Le catene del focolare oscillano, saltellano e sbattono contro la cappa del camino. Da uno spioncino sbuca una tortorella gentile che, dopo aver svolazzato sul capo delle donne, va a posarsi su di un cuscino.
La malefiziata sviene.
Si provvede con una spruzzata di aceto forte a farla rinvenire.
«Al é non ul casu da stremìssi: i hin dumá i giüghi d'i spiriti. Anzi, a presenza di spiriti l'é a vosta furtüna, cáa a mé dona ! Hi vüstu 'ndughé cha 'l é ndèi a pusi a turtuèla ? in sü ul cussén. Cha la vaga a cá, la tia föa a fudrèta dul cussén, in dué cha la pogia un có stan cha la dörmi, e cha la tia föa tüta a piüma par guardala pulidu. Sa la tröa dentu na ghügia, na stringa, un züfu da caì, un nastrén, cha lu mena via e a ma lu porta chi a megn. 'L é necesai par disfá ul giügu dul malefizi !»
■ ■ ■ ■ ■
▶ _ESERCIZI DA SVOLGERE_
1/ Stabilisci se queste affermazioni concordano con il brano: (a) la tortorella va a posarsi su un cuscino; (b) la donna svenuta viene fatta rinvenire con acqua fredda; (c) le catene del focolare sbattono contro la cappa del camino. Rispondi sì o no e cita le parole del brano che lo decidono.
2/ Elenca tutti gli oggetti che, secondo il discorso riportato nel brano, la donna potrebbe trovare dentro il cuscino.
3/ Nel brano, sostituisci "tortorella" con "colomba" e riscrivi tutto il tratto da "Le catene del" fino a "La malefiziata sviene.".
■ ■ ■ ■ ■
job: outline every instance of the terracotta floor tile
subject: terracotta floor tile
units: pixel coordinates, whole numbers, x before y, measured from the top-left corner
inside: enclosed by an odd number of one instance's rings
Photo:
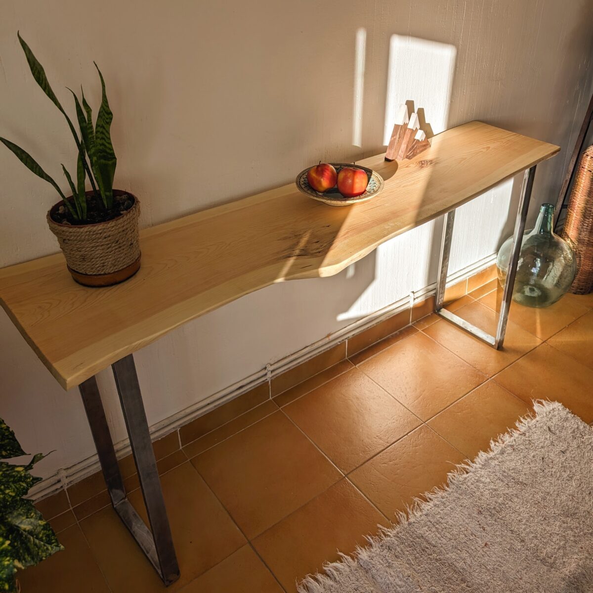
[[[588,294],[573,294],[572,293],[566,293],[562,298],[565,300],[573,301],[589,309],[593,309],[593,292]]]
[[[548,344],[593,369],[593,311],[550,338]]]
[[[445,288],[444,302],[445,305],[452,305],[455,301],[463,299],[467,293],[467,278],[455,284],[449,284]]]
[[[49,524],[56,533],[63,531],[65,529],[72,527],[76,523],[76,517],[69,509],[65,513],[58,515],[49,519]]]
[[[97,471],[79,482],[69,486],[67,491],[68,497],[70,499],[70,504],[74,507],[104,490],[105,490],[105,480],[103,480],[103,474],[100,471]]]
[[[422,423],[356,368],[283,410],[345,474]]]
[[[467,292],[469,293],[473,290],[487,284],[489,282],[491,282],[496,278],[497,274],[496,264],[492,264],[487,268],[478,272],[477,274],[470,276],[467,279]]]
[[[348,357],[350,357],[357,352],[368,348],[371,344],[387,338],[396,331],[399,331],[409,324],[410,309],[406,309],[361,332],[360,334],[349,338],[347,348]]]
[[[341,477],[280,411],[193,458],[192,463],[250,539]]]
[[[442,485],[465,456],[426,424],[406,435],[348,477],[388,519],[414,497]]]
[[[445,308],[448,311],[454,313],[458,309],[461,309],[462,307],[464,307],[466,305],[469,305],[473,302],[474,299],[472,297],[470,296],[469,294],[466,294],[464,296],[460,297],[457,300],[453,301],[452,303],[448,303],[445,302]]]
[[[478,287],[478,288],[472,290],[471,292],[468,294],[473,299],[481,299],[484,295],[489,294],[492,291],[496,290],[499,287],[500,284],[498,283],[498,280],[495,279],[490,280],[490,282],[486,283],[486,284],[482,286]]]
[[[486,380],[484,375],[422,333],[363,363],[360,369],[423,420]]]
[[[480,299],[483,305],[497,312],[500,310],[502,301],[502,288],[500,287]],[[541,340],[547,340],[588,311],[589,309],[584,305],[564,297],[543,309],[525,307],[511,301],[509,321]]]
[[[496,332],[496,313],[479,302],[461,307],[455,315],[490,335]],[[490,377],[541,343],[538,338],[511,321],[507,324],[503,347],[500,350],[495,350],[445,319],[439,319],[423,331]]]
[[[424,318],[424,319],[426,319],[426,318]],[[388,336],[380,342],[377,342],[365,350],[353,354],[350,357],[350,360],[354,364],[360,364],[361,363],[364,362],[365,360],[368,360],[375,354],[378,354],[380,352],[382,352],[383,350],[387,350],[405,338],[409,338],[410,335],[413,335],[417,333],[417,331],[418,330],[413,325],[408,325],[397,333]]]
[[[448,311],[454,313],[458,309],[461,309],[461,307],[464,307],[466,305],[469,305],[470,303],[473,303],[473,302],[474,299],[471,297],[468,294],[466,294],[457,300],[453,301],[452,303],[446,305],[445,308]],[[426,317],[423,317],[418,319],[417,321],[415,322],[413,325],[417,329],[425,329],[429,325],[436,324],[440,319],[441,318],[436,313],[431,313],[429,315],[426,315]]]
[[[58,539],[65,550],[18,572],[23,593],[110,593],[78,526],[62,531]]]
[[[178,449],[174,453],[171,453],[170,455],[163,457],[157,462],[157,469],[158,470],[158,475],[162,475],[163,474],[170,471],[174,467],[180,465],[187,461],[187,456],[183,451]],[[140,481],[138,480],[138,474],[133,474],[123,481],[123,486],[126,492],[129,494],[137,488],[140,487]]]
[[[208,435],[186,445],[183,451],[187,457],[191,459],[278,411],[278,407],[274,401],[268,399],[248,412],[238,416],[234,420],[223,424],[220,428],[209,432]]]
[[[129,479],[129,478],[128,478]],[[81,521],[85,517],[88,517],[93,513],[96,513],[97,510],[103,509],[111,504],[111,499],[107,491],[103,490],[98,494],[91,496],[90,499],[81,502],[79,505],[76,505],[72,510],[78,521]]]
[[[417,321],[415,321],[413,326],[417,329],[424,329],[429,325],[436,324],[440,319],[441,318],[436,313],[431,313],[426,317],[422,317]]]
[[[182,426],[179,429],[181,444],[191,443],[269,398],[270,386],[266,381]]]
[[[183,593],[282,593],[250,546],[244,546],[182,589]]]
[[[294,369],[275,377],[270,383],[270,392],[272,397],[275,397],[283,391],[298,385],[310,377],[337,364],[346,358],[346,340],[338,344],[325,352],[306,360]]]
[[[165,474],[161,481],[181,570],[180,579],[167,589],[173,591],[238,550],[246,540],[189,462]],[[129,498],[145,521],[141,491]],[[110,508],[87,517],[81,527],[113,593],[164,591],[152,565]]]
[[[388,522],[346,479],[289,515],[253,541],[256,550],[287,591],[322,569],[324,562],[364,546]]]
[[[488,381],[444,410],[428,425],[472,461],[490,442],[529,413],[522,399]]]
[[[70,503],[68,502],[68,496],[66,496],[66,491],[60,490],[56,494],[48,496],[43,500],[39,500],[35,503],[35,506],[47,520],[68,510],[70,508]]]
[[[305,394],[308,394],[310,391],[317,389],[320,385],[323,385],[328,381],[331,381],[334,377],[337,377],[342,373],[345,373],[347,370],[350,370],[354,365],[349,360],[342,360],[333,366],[330,366],[325,370],[322,370],[321,373],[313,375],[310,379],[308,379],[302,383],[299,383],[294,387],[291,387],[289,389],[283,392],[279,395],[276,395],[273,401],[278,405],[286,405],[291,401],[294,401],[297,398],[299,398]]]
[[[528,404],[559,401],[587,423],[593,420],[593,370],[545,343],[494,380]]]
■ ■ ■ ■ ■
▶ _SOLUZIONI_
1/
(a) Sì: "va a posarsi su di un cuscino".
(b) No: "con una spruzzata di aceto forte a farla rinvenire".
(c) Sì: "sbattono contro la cappa del camino".

2/
na ghügia
na stringa
un züfu da caì
un nastrén

3/
Le catene del focolare oscillano, saltellano e sbattono contro la cappa del camino. Da uno spioncino sbuca una colomba gentile che, dopo aver svolazzato sul capo delle donne, va a posarsi su di un cuscino.
La malefiziata sviene.